What is required:
From the first line to the last, return the data exactly as written.

Saved entries
········

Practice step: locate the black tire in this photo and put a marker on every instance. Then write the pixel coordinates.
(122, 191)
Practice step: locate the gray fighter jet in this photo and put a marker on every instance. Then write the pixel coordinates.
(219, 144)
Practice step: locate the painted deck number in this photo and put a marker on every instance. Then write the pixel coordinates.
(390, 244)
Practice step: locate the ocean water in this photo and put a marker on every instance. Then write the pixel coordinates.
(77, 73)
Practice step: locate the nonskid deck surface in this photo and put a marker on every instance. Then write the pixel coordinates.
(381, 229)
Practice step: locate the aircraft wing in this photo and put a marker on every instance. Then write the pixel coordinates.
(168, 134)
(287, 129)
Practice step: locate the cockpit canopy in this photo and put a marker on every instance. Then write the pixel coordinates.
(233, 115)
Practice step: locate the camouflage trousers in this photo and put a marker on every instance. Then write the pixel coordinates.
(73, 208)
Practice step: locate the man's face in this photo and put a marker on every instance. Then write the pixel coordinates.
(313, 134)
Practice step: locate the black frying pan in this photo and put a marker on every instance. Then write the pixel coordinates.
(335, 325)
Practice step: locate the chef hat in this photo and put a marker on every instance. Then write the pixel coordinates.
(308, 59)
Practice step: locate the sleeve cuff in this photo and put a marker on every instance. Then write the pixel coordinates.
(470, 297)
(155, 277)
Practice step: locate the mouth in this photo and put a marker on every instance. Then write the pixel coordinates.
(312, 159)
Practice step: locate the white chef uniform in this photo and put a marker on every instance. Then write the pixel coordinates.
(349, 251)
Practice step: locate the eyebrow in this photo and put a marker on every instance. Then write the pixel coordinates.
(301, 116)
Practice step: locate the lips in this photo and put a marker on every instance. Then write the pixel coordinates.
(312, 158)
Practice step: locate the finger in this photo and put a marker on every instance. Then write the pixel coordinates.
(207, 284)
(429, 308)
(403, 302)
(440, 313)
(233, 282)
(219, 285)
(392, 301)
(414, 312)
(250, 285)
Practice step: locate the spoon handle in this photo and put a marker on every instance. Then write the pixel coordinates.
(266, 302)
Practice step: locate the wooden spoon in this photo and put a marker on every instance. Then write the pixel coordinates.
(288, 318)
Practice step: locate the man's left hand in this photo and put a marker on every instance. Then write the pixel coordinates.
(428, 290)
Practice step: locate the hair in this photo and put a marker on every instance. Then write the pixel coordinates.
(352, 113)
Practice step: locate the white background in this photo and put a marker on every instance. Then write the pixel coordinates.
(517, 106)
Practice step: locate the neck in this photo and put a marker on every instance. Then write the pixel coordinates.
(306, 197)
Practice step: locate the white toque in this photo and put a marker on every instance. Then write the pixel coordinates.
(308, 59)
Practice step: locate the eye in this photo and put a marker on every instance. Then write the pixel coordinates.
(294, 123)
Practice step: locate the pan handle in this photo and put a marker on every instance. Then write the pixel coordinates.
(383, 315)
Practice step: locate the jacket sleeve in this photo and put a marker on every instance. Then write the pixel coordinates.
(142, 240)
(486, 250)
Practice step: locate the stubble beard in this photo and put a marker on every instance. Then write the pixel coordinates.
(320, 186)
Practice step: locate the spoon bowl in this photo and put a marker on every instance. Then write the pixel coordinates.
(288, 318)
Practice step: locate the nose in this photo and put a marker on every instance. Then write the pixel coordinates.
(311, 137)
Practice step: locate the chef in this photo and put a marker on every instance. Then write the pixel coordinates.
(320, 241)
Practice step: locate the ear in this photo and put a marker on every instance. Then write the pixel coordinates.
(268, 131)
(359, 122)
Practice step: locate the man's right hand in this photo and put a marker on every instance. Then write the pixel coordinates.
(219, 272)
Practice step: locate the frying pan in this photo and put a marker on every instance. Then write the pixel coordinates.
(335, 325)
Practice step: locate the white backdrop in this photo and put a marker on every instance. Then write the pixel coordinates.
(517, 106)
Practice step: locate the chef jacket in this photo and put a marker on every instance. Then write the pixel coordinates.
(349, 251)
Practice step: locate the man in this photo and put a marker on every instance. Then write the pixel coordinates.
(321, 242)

········

Task result:
Practice step: locate the black tire in this photo and put a marker on every instance. Then write the pixel coordinates.
(122, 191)
Practice step: locate the gray fighter jet in this photo and put a marker on every instance. Then write the pixel coordinates.
(219, 144)
Practice step: locate the painted deck number in this photo and put a marker on every instance. Then write the pixel coordinates.
(390, 244)
Practice step: locate the ocean water in this photo and put a marker on every instance. Then write the pixel coordinates.
(77, 73)
Practice step: locate the nonskid deck surface in this photo and put a marker on every instance. Then write the pixel coordinates.
(381, 229)
Practice step: locate the aircraft wing in this photo and put a marker on every instance. Then write the pixel coordinates.
(168, 134)
(287, 129)
Practice step: locate the cockpit canopy in this photo and put a marker on every instance. Then write the pixel coordinates.
(233, 115)
Practice step: locate the camouflage trousers in this photo and put a marker on every instance. Then write the pixel coordinates.
(73, 208)
Practice step: locate the man's face in this photo and put a marker on every instance. Then write the pixel coordinates.
(313, 134)
Practice step: locate the black frying pan in this photo and put a marker on every instance. Then write the pixel coordinates.
(335, 325)
Practice step: locate the chef hat in this photo and put a marker on every instance. Then write the pixel coordinates.
(308, 59)
Practice step: locate the sleeve cuff in this photo and put a marker on every instance. Then write the pixel coordinates.
(470, 297)
(155, 277)
Practice step: locate the mouth in this photo and put a marker on every instance. Then write the pixel coordinates.
(312, 159)
Practice step: locate the white chef uniform in this photo and put a marker on every instance. Then write the pixel coordinates.
(349, 251)
Practice step: locate the eyebrow in this photo and put a marker on every instance. Then write the pixel coordinates.
(301, 116)
Practice step: locate the lips in this photo and put a marker on every instance. Then write the pixel coordinates.
(312, 158)
Practice step: locate the finger in this photo and put a marker on every instance. Then write the pixel coordinates.
(207, 284)
(429, 308)
(403, 302)
(440, 313)
(233, 282)
(219, 285)
(392, 301)
(414, 312)
(250, 285)
Practice step: locate the spoon handle in this photo and put a marker on every instance. Then write the pixel coordinates.
(266, 302)
Practice step: locate the wooden spoon in this photo and put a marker on every instance. Then write the pixel coordinates.
(288, 318)
Practice step: locate the man's left hand in this photo and put a marker on every instance. Then write the pixel coordinates.
(428, 290)
Practice step: locate the hair in this photo and put a marker on every instance. Then write the pixel coordinates.
(352, 113)
Practice step: locate the white background in this photo and put a marker on every instance. Then write the pixel coordinates.
(517, 106)
Practice step: locate the neck in this photo and put a marker on every instance. Then write the pixel coordinates.
(306, 197)
Practice step: locate the white toque in this photo and put a marker on every instance. Then write the pixel coordinates.
(308, 59)
Practice step: locate the eye in this photo and put a marker on every instance. Then write the pixel coordinates.
(294, 123)
Practice step: locate the pan handle in this photo and put a marker on every instance. Then write the pixel coordinates.
(383, 315)
Practice step: locate the jacket sleeve in this photo and put a marker on every instance. Then write the pixel coordinates.
(142, 240)
(486, 250)
Practice step: locate the stubble beard in this photo and put a marker on every instance. Then write the pixel coordinates.
(320, 186)
Practice step: locate the spoon bowl in this photo and put a marker on every instance. Then write the pixel coordinates.
(288, 318)
Practice step: locate the nose in this photo and put a marker on every instance. Then write the pixel coordinates.
(311, 137)
Practice step: locate the chef in this photo and put a marker on every instance. Then write the pixel coordinates.
(320, 241)
Practice step: locate the ear in this photo and put a marker on every instance. Then write the pixel coordinates.
(268, 131)
(359, 122)
Practice step: locate the man's right hand in this photo and put a marker on every instance. Then write the pixel coordinates.
(219, 272)
Practice step: locate the frying pan in this photo and put a marker on every instance. Then write the pixel coordinates.
(335, 325)
Practice step: locate the white backdrop in this photo and put a marker on every instance. Then write the pixel coordinates.
(517, 106)
Practice step: locate the chef jacket in this photo and put a marker on every instance. Then write the pixel coordinates.
(349, 251)
Practice step: locate the man in this photo and put a marker on every instance. Then write the pixel coordinates.
(321, 242)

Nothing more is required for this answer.